[Dataset records]
______

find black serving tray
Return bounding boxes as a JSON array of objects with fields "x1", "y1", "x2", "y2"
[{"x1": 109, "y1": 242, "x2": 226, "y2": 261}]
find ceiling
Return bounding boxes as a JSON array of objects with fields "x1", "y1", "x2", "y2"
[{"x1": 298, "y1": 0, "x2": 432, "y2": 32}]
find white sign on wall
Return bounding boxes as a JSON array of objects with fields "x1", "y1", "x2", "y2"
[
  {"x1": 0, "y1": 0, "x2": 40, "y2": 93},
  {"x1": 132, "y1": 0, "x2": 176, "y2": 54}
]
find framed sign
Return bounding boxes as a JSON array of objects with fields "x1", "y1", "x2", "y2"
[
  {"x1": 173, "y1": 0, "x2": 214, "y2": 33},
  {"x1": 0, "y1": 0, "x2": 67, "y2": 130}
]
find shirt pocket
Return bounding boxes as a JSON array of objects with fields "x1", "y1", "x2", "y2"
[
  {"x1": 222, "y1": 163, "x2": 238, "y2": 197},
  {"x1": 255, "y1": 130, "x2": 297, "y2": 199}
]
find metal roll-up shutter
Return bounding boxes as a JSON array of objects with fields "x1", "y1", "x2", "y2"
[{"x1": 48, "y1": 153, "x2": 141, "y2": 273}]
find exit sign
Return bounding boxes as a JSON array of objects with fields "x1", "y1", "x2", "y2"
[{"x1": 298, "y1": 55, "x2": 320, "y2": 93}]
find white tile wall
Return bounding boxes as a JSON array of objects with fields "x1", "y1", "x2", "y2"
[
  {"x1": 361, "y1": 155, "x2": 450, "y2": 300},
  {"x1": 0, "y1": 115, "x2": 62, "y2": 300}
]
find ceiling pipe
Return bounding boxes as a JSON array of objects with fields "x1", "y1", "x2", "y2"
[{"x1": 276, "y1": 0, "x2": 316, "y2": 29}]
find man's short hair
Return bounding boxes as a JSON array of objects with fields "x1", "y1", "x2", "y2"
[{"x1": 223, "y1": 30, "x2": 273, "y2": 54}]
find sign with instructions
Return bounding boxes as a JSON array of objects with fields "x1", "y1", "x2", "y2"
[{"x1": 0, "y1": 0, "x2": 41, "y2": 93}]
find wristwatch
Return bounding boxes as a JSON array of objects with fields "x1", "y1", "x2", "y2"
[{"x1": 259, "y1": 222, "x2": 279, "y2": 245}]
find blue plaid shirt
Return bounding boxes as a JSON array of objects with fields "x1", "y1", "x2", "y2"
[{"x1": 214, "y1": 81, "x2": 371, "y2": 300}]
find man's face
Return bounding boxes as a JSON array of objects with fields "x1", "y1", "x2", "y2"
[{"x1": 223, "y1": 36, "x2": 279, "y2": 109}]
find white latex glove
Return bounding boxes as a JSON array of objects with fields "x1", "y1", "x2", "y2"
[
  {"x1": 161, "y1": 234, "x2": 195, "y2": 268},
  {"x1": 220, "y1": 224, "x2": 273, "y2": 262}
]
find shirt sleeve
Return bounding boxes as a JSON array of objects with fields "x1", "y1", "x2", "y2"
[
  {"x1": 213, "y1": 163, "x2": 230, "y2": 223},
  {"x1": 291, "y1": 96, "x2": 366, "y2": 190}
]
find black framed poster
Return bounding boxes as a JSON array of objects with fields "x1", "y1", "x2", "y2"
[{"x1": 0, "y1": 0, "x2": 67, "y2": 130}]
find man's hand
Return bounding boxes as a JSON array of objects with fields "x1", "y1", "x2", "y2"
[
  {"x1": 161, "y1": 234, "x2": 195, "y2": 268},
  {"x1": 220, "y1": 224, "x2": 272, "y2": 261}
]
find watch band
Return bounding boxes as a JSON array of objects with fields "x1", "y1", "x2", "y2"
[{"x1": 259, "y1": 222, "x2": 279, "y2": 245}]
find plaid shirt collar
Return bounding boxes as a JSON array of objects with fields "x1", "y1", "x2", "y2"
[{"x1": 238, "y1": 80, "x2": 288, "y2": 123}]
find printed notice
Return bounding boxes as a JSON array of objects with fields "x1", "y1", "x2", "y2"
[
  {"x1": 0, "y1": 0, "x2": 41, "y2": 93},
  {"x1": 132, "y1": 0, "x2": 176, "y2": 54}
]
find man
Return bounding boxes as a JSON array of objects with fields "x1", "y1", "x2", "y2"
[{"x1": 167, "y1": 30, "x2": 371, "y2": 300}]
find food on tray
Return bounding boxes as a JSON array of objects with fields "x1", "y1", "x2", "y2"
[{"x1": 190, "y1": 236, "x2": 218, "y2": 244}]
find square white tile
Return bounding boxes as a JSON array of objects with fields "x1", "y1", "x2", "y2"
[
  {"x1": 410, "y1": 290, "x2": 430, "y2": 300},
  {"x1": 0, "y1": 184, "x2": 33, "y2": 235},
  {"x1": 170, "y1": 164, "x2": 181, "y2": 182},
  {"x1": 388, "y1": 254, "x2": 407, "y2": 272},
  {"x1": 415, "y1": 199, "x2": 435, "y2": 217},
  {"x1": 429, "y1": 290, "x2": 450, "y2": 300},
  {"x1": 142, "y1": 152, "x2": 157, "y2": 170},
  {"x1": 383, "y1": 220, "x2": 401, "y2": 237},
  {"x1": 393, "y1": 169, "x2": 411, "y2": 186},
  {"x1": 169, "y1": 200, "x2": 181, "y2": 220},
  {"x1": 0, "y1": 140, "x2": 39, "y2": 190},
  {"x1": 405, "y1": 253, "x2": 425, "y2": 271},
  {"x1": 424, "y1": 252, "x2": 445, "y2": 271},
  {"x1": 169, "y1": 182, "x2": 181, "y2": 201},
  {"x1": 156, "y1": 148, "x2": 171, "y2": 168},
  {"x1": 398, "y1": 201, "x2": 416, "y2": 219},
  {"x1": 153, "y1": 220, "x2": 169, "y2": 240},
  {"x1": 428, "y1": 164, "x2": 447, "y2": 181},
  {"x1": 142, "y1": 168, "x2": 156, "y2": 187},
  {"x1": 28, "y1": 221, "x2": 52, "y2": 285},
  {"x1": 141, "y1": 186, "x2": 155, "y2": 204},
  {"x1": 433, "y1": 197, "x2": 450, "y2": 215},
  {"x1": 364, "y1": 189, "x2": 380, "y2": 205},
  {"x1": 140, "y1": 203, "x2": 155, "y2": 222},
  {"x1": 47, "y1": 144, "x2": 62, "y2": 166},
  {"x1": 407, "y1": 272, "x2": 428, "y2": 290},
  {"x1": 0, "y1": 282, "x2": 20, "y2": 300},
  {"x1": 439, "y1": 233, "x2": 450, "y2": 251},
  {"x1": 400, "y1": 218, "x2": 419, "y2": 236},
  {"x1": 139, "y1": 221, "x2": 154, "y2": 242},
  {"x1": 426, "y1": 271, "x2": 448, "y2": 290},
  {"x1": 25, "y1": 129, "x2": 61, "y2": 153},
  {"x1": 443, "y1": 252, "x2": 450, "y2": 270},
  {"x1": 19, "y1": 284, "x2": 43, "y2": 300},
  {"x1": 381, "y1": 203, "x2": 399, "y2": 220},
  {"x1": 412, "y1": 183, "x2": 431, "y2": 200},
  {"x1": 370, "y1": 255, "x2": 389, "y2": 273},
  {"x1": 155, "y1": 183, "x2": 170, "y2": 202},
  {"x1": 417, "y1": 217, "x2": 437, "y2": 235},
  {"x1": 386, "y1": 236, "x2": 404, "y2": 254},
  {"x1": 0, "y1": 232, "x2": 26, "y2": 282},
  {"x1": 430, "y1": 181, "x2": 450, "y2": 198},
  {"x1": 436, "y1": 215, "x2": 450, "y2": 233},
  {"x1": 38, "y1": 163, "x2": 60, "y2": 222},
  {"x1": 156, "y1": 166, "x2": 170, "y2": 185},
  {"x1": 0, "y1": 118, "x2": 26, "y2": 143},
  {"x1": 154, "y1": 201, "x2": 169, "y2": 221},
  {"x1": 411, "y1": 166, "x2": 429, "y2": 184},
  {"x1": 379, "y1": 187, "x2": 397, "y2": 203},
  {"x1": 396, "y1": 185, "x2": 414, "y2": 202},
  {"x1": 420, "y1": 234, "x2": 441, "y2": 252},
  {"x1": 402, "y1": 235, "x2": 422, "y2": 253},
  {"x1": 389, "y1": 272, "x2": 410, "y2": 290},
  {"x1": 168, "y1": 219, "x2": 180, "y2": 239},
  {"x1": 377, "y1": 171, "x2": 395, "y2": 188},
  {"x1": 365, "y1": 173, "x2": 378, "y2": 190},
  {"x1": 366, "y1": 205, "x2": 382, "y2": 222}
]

______

-- AIM OF THE EXERCISE --
The lines to extract from the data above begin with the line containing "find plaid shirt collar" and end with the line containing "find square white tile". Extract them exactly, including both.

-- RESPONSE --
find plaid shirt collar
Return bounding boxes as a JSON array of objects with fields "x1", "y1", "x2", "y2"
[{"x1": 238, "y1": 80, "x2": 288, "y2": 123}]
find printed notice
Return bounding boxes as a JSON array of objects with fields "x1", "y1", "x2", "y2"
[
  {"x1": 0, "y1": 0, "x2": 41, "y2": 93},
  {"x1": 132, "y1": 0, "x2": 176, "y2": 54}
]
find man
Return bounding boxes as a JSON array of objects with fields "x1", "y1", "x2", "y2"
[{"x1": 167, "y1": 30, "x2": 371, "y2": 300}]
find food on tray
Return bounding boxes as a JSON array of objects with fields "x1", "y1", "x2", "y2"
[{"x1": 190, "y1": 236, "x2": 218, "y2": 244}]
find square white tile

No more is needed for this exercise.